→ **Exercise**
Which lines in the records below contain the word "hand"? Pull out each of those lines in full.

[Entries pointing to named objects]
______________________________
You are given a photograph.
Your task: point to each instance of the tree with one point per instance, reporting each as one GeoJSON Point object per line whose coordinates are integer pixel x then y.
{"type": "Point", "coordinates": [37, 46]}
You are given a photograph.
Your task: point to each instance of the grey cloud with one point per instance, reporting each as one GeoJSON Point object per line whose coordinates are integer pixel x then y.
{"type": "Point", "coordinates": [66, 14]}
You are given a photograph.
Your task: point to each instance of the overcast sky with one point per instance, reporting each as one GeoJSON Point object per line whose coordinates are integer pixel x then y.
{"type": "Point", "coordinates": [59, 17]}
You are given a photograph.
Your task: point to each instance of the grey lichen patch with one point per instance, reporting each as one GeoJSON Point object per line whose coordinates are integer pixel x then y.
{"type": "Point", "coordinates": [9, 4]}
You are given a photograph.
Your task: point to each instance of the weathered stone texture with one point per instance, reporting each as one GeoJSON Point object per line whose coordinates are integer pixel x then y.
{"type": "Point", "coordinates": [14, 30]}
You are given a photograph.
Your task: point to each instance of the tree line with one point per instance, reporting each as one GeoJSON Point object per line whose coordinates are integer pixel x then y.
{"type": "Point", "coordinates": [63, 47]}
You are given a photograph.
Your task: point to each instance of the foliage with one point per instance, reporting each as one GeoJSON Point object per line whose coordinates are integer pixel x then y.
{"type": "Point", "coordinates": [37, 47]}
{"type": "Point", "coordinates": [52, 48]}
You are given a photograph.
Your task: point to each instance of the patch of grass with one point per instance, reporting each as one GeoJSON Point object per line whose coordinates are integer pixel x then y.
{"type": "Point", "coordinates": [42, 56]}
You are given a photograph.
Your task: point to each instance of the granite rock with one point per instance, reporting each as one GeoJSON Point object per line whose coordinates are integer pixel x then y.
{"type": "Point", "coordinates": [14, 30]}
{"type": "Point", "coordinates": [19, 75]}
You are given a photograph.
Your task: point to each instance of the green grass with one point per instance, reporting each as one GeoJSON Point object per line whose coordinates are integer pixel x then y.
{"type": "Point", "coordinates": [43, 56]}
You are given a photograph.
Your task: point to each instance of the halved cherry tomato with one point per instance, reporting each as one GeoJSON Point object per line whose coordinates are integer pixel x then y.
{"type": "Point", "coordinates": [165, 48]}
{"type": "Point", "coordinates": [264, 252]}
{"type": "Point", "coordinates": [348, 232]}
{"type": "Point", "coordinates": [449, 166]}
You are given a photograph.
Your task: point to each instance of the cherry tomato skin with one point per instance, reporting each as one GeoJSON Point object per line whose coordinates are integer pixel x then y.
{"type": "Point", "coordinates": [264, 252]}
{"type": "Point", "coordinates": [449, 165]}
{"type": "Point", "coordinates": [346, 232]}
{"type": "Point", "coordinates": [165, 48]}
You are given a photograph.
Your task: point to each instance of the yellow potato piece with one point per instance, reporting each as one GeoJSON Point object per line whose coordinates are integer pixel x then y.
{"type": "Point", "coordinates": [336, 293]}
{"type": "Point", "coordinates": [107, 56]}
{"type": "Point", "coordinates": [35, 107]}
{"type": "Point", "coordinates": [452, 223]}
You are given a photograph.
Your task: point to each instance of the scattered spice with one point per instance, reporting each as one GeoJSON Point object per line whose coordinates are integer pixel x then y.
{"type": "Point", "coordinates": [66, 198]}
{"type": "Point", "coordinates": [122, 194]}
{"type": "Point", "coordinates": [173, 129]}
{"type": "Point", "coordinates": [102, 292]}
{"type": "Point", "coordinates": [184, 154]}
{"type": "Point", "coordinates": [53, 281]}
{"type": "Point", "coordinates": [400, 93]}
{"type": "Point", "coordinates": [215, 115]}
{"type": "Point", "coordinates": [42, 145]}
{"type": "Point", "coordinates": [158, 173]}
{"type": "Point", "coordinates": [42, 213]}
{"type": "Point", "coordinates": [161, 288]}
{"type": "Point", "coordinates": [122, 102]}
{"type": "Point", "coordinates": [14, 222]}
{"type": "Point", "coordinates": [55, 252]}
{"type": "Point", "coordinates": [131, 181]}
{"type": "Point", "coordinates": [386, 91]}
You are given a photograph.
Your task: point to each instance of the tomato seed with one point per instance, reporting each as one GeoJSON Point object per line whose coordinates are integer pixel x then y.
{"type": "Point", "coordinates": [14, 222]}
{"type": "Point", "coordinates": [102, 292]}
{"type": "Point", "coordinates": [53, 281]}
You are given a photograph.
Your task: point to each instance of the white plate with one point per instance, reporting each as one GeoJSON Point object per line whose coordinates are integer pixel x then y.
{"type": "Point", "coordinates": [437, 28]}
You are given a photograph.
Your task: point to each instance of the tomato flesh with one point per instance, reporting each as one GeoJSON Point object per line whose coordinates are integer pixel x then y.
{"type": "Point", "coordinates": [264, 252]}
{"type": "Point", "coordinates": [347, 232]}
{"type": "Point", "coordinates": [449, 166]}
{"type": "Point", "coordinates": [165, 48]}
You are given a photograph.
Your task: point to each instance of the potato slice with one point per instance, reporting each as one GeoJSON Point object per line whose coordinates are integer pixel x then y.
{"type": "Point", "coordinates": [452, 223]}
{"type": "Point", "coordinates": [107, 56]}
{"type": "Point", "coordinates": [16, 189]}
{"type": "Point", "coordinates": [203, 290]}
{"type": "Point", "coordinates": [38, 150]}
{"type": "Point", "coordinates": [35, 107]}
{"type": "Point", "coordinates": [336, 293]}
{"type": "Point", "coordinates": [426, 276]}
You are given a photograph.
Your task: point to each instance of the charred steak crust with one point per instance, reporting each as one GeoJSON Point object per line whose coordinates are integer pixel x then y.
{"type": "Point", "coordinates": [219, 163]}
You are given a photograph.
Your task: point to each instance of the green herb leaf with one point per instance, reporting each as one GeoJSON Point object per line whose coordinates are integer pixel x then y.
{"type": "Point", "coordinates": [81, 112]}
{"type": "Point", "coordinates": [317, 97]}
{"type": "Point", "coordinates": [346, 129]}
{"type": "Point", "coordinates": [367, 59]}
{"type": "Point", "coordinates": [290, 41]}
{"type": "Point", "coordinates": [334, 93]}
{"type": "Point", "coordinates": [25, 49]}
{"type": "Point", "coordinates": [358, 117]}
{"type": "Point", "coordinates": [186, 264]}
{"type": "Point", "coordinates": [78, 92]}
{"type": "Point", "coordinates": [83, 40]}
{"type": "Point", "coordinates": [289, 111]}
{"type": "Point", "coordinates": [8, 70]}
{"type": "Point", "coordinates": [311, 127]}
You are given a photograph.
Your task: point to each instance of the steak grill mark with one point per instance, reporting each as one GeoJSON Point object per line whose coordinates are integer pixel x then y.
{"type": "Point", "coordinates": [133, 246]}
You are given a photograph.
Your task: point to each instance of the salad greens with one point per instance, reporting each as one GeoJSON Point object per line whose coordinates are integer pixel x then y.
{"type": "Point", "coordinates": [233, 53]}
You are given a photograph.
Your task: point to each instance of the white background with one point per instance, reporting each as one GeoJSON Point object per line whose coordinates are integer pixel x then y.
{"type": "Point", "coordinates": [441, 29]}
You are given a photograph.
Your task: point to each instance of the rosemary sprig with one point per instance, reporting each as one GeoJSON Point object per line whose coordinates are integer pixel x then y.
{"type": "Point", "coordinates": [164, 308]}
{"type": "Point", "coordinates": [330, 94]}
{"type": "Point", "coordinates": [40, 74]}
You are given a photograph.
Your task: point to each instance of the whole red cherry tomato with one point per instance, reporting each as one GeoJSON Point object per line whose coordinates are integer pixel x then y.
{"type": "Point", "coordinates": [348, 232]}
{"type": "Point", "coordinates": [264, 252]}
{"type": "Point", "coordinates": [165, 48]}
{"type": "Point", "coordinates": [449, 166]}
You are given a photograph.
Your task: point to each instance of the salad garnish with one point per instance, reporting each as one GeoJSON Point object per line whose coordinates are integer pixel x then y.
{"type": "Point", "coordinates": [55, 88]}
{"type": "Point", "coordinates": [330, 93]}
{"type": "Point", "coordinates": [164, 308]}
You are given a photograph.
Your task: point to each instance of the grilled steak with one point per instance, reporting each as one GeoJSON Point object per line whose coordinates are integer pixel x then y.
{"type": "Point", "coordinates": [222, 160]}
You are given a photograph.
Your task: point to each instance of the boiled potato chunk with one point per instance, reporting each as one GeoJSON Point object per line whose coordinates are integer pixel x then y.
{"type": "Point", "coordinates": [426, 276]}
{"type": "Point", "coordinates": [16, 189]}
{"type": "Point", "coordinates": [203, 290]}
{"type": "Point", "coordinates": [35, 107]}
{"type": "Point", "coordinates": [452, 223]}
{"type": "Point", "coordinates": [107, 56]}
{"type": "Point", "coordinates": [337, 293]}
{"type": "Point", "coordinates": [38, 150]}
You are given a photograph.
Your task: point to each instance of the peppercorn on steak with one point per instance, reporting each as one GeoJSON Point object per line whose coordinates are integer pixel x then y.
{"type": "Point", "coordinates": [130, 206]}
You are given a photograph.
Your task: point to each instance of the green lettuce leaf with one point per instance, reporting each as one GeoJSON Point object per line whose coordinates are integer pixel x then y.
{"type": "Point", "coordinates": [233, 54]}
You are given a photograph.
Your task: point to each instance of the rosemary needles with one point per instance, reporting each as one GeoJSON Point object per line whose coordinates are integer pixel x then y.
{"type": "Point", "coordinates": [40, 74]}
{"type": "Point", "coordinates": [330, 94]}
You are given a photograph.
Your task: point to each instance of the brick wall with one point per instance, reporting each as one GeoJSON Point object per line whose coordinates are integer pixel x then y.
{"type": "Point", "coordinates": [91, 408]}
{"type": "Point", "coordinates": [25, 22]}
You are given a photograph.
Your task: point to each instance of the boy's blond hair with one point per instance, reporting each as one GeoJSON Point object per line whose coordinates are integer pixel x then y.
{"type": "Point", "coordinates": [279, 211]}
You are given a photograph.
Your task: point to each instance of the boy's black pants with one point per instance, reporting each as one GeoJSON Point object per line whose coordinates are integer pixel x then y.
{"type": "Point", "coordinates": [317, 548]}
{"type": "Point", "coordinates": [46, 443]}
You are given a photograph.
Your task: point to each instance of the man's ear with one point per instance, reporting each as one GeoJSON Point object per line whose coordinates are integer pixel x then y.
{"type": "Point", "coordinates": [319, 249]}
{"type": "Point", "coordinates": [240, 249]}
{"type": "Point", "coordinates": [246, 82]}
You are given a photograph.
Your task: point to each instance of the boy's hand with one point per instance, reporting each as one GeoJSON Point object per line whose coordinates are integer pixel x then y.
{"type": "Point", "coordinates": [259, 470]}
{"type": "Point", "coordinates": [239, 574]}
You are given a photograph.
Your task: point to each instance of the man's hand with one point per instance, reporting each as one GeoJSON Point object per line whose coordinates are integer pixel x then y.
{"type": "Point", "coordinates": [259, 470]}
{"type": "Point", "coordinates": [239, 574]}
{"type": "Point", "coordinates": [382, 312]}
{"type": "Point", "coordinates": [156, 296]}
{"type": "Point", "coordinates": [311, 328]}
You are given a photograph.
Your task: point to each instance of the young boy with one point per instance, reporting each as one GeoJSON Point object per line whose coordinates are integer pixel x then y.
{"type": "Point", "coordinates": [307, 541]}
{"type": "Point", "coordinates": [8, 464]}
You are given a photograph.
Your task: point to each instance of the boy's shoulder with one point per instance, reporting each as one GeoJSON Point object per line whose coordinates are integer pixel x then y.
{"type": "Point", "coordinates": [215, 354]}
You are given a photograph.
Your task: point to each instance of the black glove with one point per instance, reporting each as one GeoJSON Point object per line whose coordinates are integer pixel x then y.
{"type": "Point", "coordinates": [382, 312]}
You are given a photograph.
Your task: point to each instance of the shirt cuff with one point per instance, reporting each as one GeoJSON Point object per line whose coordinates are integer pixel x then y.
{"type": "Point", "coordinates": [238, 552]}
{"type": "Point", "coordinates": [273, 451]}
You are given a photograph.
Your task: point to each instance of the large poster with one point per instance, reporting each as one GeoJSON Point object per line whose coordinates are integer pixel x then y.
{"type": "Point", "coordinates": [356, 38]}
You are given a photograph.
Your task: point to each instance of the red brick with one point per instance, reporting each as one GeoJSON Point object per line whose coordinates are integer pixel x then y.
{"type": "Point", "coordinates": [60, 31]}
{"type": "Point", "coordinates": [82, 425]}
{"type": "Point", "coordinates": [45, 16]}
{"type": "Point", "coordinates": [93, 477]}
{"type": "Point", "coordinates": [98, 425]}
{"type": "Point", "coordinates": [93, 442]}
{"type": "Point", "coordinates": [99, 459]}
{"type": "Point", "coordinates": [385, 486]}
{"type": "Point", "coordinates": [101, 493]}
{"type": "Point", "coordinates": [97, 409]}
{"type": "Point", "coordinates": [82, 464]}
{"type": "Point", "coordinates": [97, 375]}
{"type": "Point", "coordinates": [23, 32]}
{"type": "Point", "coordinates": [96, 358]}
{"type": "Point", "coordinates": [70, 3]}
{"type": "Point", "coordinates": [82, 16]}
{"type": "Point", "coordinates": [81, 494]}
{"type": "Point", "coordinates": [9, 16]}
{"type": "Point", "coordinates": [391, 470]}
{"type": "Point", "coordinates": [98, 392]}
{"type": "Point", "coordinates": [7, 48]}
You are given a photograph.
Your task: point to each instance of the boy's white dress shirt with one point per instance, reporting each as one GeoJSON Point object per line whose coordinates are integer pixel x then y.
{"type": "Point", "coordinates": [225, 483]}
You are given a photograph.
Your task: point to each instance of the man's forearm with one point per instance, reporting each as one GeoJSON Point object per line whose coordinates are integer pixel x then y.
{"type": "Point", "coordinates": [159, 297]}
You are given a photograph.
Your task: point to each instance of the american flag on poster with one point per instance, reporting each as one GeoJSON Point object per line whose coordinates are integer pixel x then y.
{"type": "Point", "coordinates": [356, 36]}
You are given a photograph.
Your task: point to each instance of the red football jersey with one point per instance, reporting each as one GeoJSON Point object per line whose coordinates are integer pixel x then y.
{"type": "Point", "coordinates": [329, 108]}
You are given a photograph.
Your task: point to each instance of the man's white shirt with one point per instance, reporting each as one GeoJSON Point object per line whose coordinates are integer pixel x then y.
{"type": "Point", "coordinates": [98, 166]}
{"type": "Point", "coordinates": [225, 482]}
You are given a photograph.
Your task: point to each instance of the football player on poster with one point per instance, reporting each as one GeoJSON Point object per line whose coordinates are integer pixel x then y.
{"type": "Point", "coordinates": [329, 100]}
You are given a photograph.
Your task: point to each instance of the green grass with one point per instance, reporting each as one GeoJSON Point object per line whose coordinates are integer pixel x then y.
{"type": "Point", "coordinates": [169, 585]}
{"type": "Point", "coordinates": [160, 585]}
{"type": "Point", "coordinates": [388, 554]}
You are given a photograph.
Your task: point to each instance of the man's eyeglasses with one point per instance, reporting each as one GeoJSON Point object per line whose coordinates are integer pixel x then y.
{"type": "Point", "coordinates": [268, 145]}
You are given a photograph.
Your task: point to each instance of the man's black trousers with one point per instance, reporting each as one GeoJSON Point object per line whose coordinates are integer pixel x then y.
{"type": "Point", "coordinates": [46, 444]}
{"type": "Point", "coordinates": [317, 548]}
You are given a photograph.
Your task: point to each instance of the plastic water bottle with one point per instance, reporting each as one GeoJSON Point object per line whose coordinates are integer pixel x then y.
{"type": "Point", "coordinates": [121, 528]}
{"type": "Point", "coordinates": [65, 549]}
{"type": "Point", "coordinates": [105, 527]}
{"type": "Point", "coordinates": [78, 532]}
______________________________
→ **Exercise output**
Your task: point to each instance of the boy's hand with one point per instance, reporting each as one GeoJSON Point object per line whose coordinates are integer pixel x then y.
Your task: point to each instance of the man's hand with one point per instance, reporting each as one GeoJSON Point object per line whose coordinates are integer pixel x then y.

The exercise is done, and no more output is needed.